» **Document passage**
>>
An interesting observation is that in the early supervision scenario the F\(_1\)-score of \(\texttt{pilotOps}\) CE is very high even for 1 labelled sequence and does not change much as the supervision increases, which indicates that one sequence has enough labels to efficiently infer all the missing ones. Note that this performance is not matched by the random supervision scenario, even at \(80\%\). However, in the random supervision scenario, in contrast to the early supervision one, some unlabelled data arrive before all the labelled data have been collected, which leads to mistakes.

Table 3 Comparison of Splice \(^{+}\) on \(\texttt{pilotOps}\) and \(\texttt{rendezvous}\) using the simple structural distance (\(d_s\)) and the hybrid distance (\(d_h^{\textbf{b}}\))
<<
» **Request**
Transcribe the passage on the supervision scenarios from "An interesting observation" up to and including "leads to mistakes.".

» **Supplied records**
>>
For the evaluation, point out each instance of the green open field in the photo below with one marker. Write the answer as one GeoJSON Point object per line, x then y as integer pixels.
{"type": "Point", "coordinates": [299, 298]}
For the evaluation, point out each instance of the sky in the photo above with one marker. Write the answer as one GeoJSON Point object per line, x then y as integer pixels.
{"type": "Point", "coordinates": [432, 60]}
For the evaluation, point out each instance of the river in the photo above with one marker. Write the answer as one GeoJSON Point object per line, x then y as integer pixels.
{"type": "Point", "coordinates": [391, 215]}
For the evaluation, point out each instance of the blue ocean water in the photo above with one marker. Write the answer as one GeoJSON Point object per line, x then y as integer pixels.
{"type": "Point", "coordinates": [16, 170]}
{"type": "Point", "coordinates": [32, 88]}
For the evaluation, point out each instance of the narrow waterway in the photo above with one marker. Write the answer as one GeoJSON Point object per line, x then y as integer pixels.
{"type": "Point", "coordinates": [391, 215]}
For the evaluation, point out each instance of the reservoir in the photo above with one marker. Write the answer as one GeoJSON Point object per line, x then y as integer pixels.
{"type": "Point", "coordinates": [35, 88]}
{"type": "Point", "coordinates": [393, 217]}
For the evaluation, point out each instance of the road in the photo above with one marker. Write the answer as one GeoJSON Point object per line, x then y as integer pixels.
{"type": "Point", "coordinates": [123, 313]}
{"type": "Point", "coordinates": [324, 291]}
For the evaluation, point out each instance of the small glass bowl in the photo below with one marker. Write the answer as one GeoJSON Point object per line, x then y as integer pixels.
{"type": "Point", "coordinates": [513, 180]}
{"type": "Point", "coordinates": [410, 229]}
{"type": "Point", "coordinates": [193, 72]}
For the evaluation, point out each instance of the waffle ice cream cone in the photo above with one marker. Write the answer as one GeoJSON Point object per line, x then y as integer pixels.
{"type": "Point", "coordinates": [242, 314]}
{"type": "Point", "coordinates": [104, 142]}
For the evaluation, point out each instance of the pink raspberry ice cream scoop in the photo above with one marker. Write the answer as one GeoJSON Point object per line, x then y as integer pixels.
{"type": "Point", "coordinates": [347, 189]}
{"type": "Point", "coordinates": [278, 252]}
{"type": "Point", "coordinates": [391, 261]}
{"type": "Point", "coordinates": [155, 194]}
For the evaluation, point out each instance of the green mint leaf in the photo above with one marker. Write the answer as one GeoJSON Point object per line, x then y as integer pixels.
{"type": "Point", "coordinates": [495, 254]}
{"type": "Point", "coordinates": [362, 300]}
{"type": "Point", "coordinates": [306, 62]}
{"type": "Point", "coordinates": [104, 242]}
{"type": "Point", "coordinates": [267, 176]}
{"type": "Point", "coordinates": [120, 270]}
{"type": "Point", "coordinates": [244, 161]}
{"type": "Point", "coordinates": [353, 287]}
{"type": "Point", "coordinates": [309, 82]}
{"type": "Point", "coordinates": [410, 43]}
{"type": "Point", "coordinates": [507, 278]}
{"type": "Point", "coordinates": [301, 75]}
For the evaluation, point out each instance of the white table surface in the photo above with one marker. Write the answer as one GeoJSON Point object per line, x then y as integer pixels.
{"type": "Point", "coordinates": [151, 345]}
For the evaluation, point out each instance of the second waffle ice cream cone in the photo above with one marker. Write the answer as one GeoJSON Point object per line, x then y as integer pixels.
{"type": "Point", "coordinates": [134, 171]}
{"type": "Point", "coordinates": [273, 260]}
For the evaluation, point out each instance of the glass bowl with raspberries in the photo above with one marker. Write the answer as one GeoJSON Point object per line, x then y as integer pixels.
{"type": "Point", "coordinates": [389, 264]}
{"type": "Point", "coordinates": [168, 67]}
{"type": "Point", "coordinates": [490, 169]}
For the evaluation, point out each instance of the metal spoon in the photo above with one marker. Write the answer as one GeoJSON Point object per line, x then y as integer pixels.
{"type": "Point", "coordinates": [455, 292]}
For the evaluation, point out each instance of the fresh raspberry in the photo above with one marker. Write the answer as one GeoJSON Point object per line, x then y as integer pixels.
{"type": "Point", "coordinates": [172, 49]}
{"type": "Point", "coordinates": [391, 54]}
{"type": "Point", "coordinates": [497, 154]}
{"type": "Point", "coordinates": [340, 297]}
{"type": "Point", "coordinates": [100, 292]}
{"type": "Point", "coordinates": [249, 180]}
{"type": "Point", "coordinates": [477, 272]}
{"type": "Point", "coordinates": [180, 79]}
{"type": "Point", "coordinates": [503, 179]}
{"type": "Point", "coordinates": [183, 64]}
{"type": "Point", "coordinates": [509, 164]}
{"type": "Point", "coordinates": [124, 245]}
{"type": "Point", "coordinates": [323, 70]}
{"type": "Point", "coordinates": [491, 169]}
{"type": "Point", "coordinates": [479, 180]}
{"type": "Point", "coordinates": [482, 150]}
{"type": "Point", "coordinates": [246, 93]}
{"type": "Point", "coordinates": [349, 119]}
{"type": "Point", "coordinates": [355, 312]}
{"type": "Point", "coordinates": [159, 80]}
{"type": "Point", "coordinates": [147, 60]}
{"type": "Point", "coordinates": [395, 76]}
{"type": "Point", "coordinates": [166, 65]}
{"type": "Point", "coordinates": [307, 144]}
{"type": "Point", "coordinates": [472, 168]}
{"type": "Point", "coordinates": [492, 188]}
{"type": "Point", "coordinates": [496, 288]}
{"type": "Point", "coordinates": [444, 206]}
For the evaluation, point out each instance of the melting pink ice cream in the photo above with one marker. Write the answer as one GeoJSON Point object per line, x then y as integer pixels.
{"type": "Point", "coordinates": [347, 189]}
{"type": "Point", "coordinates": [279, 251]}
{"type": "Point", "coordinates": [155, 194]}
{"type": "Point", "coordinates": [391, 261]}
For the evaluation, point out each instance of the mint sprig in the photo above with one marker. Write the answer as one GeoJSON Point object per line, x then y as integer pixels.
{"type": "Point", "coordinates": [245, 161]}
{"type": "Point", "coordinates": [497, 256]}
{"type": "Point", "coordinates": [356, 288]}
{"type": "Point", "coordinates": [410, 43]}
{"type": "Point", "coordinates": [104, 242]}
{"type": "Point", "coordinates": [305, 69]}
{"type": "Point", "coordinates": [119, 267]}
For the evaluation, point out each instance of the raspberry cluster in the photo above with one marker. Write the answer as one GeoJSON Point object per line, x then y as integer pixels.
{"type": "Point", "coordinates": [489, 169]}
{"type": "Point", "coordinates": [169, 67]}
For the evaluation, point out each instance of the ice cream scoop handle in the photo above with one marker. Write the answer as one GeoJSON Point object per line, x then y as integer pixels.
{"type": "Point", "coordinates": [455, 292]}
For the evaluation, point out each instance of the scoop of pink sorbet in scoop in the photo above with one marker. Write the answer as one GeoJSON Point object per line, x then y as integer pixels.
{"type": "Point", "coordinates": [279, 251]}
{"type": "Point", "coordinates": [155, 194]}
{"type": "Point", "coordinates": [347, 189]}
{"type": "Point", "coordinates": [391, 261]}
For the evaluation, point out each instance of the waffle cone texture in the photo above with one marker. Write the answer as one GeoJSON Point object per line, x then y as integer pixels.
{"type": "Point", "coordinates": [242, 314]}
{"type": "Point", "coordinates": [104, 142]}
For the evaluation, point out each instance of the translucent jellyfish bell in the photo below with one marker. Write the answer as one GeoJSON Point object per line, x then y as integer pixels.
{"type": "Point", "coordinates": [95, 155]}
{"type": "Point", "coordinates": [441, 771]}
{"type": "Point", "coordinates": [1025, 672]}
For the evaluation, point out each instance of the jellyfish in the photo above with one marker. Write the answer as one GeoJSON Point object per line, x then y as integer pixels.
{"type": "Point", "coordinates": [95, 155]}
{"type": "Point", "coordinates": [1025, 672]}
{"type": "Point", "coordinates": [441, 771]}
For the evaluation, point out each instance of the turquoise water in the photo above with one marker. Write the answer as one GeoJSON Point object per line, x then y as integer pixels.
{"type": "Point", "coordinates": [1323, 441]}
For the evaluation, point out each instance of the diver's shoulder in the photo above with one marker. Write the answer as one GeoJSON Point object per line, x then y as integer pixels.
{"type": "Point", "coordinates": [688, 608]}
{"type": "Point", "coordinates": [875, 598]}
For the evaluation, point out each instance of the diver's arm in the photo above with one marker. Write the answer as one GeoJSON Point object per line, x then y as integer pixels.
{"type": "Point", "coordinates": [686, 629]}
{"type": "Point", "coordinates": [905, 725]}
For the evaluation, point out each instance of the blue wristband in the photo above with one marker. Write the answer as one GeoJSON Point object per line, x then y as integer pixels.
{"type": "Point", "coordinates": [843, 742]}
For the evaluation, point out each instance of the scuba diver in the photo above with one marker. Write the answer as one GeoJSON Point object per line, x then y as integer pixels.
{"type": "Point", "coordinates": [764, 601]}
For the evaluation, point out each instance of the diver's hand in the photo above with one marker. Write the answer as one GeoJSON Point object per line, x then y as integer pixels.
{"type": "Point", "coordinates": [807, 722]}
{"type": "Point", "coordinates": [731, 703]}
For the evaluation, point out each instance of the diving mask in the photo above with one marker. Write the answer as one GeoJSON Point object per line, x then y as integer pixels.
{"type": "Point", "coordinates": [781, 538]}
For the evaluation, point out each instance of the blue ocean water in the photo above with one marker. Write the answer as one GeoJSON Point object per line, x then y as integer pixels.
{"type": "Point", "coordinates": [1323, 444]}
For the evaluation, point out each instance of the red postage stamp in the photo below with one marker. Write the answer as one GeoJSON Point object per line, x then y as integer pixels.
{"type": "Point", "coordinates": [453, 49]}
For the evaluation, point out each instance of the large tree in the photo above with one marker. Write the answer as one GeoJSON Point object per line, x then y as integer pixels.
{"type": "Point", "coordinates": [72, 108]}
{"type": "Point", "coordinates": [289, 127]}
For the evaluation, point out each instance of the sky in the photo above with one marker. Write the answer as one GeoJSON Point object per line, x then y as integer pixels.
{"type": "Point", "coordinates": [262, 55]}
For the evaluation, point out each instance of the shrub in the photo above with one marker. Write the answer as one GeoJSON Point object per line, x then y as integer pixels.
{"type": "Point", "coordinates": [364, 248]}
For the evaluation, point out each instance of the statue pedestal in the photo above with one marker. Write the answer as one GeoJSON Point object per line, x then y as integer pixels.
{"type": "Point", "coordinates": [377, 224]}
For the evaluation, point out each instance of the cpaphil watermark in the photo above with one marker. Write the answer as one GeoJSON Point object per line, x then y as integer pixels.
<<
» **Solution below**
An interesting observation is that in the early supervision scenario the F\(_1\)-score of \(\texttt{pilotOps}\) CE is very high even for 1 labelled sequence and does not change much as the supervision increases, which indicates that one sequence has enough labels to efficiently infer all the missing ones. Note that this performance is not matched by the random supervision scenario, even at \(80\%\). However, in the random supervision scenario, in contrast to the early supervision one, some unlabelled data arrive before all the labelled data have been collected, which leads to mistakes.